## Records from a collection:

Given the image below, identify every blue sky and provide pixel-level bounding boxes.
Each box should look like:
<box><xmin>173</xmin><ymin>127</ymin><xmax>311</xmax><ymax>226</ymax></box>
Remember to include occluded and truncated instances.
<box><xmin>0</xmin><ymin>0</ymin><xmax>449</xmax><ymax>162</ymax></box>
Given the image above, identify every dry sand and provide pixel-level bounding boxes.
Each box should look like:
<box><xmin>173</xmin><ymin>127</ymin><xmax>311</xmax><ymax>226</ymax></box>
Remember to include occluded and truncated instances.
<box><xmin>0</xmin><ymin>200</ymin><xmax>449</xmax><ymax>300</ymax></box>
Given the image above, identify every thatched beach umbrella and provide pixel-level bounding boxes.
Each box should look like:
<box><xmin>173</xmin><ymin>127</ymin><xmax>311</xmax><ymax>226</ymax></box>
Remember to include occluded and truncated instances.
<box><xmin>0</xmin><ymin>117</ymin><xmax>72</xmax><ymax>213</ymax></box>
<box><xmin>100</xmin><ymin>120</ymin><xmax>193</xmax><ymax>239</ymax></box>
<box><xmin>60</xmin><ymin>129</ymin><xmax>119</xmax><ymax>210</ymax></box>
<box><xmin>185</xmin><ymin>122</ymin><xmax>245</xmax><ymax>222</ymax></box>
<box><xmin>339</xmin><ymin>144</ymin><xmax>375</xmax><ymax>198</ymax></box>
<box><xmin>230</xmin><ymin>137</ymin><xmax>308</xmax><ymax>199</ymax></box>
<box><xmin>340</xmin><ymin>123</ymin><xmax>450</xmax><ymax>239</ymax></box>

## Activity:
Could you transcribe each entry exactly as it stands?

## Exercise solution:
Given the image below, identify every blue sky and provide pixel-level bounding boxes.
Each box should look like:
<box><xmin>173</xmin><ymin>127</ymin><xmax>311</xmax><ymax>226</ymax></box>
Remember to include occluded and truncated instances.
<box><xmin>0</xmin><ymin>0</ymin><xmax>449</xmax><ymax>162</ymax></box>
Given the image above, identify every dry sand and provide pixel-level bounding boxes.
Each box should look like:
<box><xmin>173</xmin><ymin>127</ymin><xmax>311</xmax><ymax>226</ymax></box>
Remember to include occluded and truncated instances.
<box><xmin>0</xmin><ymin>200</ymin><xmax>449</xmax><ymax>300</ymax></box>
Given the image above, identify every thatched beach umbrella and provide pixel-level bounding boxes.
Each box should look like:
<box><xmin>173</xmin><ymin>127</ymin><xmax>311</xmax><ymax>226</ymax></box>
Remember to include occluded and truncated instances.
<box><xmin>0</xmin><ymin>117</ymin><xmax>72</xmax><ymax>213</ymax></box>
<box><xmin>100</xmin><ymin>120</ymin><xmax>193</xmax><ymax>239</ymax></box>
<box><xmin>60</xmin><ymin>129</ymin><xmax>119</xmax><ymax>210</ymax></box>
<box><xmin>185</xmin><ymin>122</ymin><xmax>245</xmax><ymax>222</ymax></box>
<box><xmin>339</xmin><ymin>144</ymin><xmax>375</xmax><ymax>198</ymax></box>
<box><xmin>230</xmin><ymin>137</ymin><xmax>308</xmax><ymax>199</ymax></box>
<box><xmin>340</xmin><ymin>123</ymin><xmax>450</xmax><ymax>239</ymax></box>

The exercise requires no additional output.